*What you have to do*
Scan the records for the line containing "Could you please annotate the rectangular"; extract it and all later lines, verbatim, through the end, and nothing before it.

*Input records*
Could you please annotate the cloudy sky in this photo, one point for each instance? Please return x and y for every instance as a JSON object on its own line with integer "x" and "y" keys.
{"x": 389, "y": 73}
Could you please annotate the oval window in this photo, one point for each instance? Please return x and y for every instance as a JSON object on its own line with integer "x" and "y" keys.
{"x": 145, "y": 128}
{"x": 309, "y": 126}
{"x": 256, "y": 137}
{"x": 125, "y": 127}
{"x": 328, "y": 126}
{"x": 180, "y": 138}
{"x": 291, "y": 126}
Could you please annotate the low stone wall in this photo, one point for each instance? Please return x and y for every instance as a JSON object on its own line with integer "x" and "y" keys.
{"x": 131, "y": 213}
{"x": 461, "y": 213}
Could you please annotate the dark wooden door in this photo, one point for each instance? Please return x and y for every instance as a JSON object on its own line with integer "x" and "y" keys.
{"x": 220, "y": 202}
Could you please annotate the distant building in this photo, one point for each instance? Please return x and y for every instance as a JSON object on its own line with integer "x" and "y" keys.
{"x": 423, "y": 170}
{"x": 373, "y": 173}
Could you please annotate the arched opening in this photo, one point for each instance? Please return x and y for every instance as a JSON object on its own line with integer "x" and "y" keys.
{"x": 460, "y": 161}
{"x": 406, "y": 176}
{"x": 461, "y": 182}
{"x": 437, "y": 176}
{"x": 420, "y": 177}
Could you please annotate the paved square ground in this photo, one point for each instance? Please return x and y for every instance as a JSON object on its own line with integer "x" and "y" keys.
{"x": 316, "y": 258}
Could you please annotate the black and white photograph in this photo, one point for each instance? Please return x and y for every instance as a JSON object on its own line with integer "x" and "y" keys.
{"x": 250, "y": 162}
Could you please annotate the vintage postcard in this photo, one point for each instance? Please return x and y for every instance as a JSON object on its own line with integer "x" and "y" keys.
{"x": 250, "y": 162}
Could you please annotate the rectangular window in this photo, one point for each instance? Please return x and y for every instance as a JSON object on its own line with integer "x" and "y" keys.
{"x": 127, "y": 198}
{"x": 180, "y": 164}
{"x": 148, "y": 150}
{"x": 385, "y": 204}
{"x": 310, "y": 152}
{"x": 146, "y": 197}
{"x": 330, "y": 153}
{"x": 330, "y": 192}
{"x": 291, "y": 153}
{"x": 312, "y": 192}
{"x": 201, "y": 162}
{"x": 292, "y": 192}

*Finished exercise*
Could you please annotate the rectangular window in this photo, one point for each instance? Please return x and y for every instance as a JSON object on its own line with integer "x" and "y" keys.
{"x": 127, "y": 198}
{"x": 180, "y": 164}
{"x": 148, "y": 150}
{"x": 385, "y": 204}
{"x": 310, "y": 152}
{"x": 146, "y": 197}
{"x": 330, "y": 153}
{"x": 330, "y": 192}
{"x": 291, "y": 153}
{"x": 312, "y": 192}
{"x": 201, "y": 162}
{"x": 292, "y": 192}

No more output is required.